■ Exercise directions
In the passage on Robert Kroetsch's novels, what was the original title of Gone Indian?

■ Selected passage
In tracing Kroetsch's progress from fable to fabulation certain conflicts appear. They are embodied—and there is some self-mockery here—in the person of Demeter Proudfoot. The observer sitting in his bath is surely derived from the famous example of Diogenes the Cynic, who took up residence in a Tub best to display his contempt for luxury and the sensual world. For Kroetsch's priapic heroes are seen … as essentially absurd questers compelled by the sensual itch yet denied the consummation they so passionately wish. For all the energy and joy of Kroetsch's fictional world, it is realized by a mind which distrusts its own compulsions. As the name Demeter suggests, furthermore, the goddess of fertility and growth becomes, in The Studhorse Man, the cause of … death and, by extension, the reducer of Poseidon's myth to prophylactic technology. It is a "cynical" conclusion. (p. 64)

Peter Thomas, "Priapus in the Danse Macabre," in Canadian Literature, Summer, 1974, pp. 54-64.

Although Robert Kroetsch is primarily a western writer, he is intrigued by the North. It was the setting for his first novel, But We Are Exiles, and … in his fourth book [Gone Indian], he attempts to encounter fully the significance of this half-real, half-hallucinated northern landscape, this unknowable region where the world is reduced to its basic elements and beyond that to a final void. (p. 103)

Gone Indian is the concluding work in Kroetsch's Out West trilogy, which has now moved from the depression thirties (The Words of My Roaring) through the forties (The Studhorse Man) into the seventies. Each of the novels in the trilogy deals with the passing of an era, a moment of crisis which forms one more chapter in the history of the Apocalypse: each examines the particular myths by which its society defines itself, wittily interweaving other mythic structures drawn from the larger western tradition, and—in Gone Indian—blending in Indian myth as well to form a complexly layered whole beneath a deceptively simple surface.

The title changes that this final book of the trilogy went through suggests the several ways the novel works. The original title, Funeral Games (Kroetsch says he abandoned it as "too Graeco-Roman"), invokes Book V of the Aeneid, where the funeral games for Anchises celebrated by Aeneas and his men serve as a kind of societal passage rite marking the death of the old Trojan order and the turning toward the yet to be created Roman world. Within the novel the Notikeewin winter games serve a similar function…. Kroetsch's second working title, Falling, emphasizes the personal aspect of the novel: Jeremy's perception of his life as perpetual falling/failing, and his final realization that falling toward death is an inevitable part of life and that falling is the payment for flying. Finally the title Gone Indian (with the intentional ambiguity of "Gone") catches a number of the dominant themes in the book: the North American fascination with and search for the Edenic, pastoral world; the novel's ironic play with urban man's romanticization of the Indian and the lost culture he represents; and finally its very serious play with the Indian trickster myth. (pp. 103-04)

(Stored entries)
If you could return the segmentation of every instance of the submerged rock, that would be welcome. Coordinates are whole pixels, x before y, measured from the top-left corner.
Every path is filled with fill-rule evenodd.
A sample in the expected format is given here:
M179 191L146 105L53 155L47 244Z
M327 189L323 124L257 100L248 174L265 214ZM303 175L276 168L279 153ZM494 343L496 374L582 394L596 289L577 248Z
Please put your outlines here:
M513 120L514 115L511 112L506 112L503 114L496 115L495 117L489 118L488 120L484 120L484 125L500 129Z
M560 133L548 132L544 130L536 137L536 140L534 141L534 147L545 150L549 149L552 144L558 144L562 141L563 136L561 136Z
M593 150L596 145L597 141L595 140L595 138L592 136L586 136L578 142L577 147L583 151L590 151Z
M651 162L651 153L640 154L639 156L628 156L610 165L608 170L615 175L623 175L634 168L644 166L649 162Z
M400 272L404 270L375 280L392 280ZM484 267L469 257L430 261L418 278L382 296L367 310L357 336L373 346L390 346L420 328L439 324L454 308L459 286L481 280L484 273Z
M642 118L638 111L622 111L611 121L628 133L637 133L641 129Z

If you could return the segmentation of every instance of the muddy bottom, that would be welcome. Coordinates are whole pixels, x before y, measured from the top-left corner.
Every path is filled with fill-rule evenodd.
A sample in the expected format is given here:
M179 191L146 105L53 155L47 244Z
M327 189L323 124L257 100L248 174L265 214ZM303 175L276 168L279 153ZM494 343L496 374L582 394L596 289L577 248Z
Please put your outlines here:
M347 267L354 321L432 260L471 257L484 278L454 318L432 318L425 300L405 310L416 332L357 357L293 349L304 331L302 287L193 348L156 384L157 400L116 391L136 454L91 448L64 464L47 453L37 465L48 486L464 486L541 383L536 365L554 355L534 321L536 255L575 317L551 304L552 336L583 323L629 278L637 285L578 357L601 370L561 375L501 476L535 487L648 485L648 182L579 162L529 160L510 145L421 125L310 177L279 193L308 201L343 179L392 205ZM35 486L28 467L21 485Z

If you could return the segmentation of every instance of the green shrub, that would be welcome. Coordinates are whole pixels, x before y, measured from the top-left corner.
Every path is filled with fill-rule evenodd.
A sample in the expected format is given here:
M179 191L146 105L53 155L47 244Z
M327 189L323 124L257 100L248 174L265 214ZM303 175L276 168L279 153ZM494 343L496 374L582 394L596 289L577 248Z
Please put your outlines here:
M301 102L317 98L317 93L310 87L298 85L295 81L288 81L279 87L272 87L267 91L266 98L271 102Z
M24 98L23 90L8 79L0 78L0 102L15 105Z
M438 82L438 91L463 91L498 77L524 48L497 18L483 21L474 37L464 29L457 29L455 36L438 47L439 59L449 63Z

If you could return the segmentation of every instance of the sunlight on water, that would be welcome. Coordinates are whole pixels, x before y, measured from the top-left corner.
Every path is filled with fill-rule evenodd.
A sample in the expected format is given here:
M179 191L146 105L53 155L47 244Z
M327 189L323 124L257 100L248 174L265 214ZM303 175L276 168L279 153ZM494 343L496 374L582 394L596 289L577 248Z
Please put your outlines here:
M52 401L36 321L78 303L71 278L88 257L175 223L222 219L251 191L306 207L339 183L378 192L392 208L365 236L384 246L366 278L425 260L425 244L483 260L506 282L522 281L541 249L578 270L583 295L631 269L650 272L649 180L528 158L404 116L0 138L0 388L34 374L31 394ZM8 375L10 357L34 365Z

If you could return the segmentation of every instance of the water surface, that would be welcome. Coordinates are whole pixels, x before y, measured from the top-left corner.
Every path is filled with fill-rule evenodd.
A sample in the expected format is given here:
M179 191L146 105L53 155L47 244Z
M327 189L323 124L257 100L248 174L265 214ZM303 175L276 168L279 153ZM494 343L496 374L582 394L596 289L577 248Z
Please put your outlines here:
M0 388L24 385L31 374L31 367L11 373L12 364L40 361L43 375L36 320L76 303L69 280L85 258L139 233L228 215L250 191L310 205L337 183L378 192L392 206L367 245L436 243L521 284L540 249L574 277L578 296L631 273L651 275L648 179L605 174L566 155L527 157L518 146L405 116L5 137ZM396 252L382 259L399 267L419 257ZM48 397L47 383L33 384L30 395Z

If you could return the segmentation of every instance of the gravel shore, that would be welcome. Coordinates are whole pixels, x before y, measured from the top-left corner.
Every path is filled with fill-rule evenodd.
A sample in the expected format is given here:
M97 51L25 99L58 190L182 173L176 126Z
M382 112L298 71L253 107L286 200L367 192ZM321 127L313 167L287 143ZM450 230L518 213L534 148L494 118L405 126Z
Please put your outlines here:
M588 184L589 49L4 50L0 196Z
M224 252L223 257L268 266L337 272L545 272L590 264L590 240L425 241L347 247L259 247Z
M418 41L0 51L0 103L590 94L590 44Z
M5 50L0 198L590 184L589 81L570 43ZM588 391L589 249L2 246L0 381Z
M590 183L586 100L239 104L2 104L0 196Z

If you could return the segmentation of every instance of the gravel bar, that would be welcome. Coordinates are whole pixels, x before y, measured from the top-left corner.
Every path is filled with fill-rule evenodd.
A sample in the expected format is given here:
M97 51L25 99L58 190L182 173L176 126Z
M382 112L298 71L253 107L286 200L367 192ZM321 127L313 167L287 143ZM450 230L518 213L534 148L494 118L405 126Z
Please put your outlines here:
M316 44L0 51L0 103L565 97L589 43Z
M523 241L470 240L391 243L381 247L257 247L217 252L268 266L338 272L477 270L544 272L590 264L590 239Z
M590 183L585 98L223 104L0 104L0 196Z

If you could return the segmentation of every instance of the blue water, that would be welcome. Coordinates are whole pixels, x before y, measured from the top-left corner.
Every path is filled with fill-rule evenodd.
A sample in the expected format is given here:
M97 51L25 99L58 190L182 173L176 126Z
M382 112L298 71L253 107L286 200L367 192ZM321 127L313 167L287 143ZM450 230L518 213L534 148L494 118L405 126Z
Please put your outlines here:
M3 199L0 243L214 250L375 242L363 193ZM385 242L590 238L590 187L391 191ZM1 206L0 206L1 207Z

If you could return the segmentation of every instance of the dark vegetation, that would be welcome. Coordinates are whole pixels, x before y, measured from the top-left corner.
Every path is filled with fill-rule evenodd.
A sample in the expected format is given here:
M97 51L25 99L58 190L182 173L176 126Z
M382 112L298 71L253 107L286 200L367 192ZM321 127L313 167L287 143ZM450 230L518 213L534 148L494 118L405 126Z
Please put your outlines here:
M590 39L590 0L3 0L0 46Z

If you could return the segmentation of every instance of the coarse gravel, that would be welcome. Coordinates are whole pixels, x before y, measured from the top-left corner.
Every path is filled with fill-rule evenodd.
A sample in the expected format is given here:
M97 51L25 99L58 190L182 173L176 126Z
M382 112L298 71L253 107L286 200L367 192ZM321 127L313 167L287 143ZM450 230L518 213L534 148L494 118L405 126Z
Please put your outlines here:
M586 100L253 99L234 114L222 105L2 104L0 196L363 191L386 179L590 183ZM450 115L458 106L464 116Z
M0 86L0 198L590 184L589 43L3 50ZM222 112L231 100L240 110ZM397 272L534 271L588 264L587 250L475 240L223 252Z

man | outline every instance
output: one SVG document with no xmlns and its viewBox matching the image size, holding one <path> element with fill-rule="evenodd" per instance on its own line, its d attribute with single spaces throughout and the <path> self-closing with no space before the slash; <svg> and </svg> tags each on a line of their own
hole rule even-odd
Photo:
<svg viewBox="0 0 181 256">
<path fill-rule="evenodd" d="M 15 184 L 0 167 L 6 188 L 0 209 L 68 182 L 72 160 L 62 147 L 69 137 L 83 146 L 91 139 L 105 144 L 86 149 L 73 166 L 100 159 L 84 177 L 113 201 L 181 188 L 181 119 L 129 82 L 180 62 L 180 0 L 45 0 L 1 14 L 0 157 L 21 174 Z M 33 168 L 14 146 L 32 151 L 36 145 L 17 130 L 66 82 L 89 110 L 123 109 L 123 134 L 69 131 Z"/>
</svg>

■ Exercise answer
Funeral Games.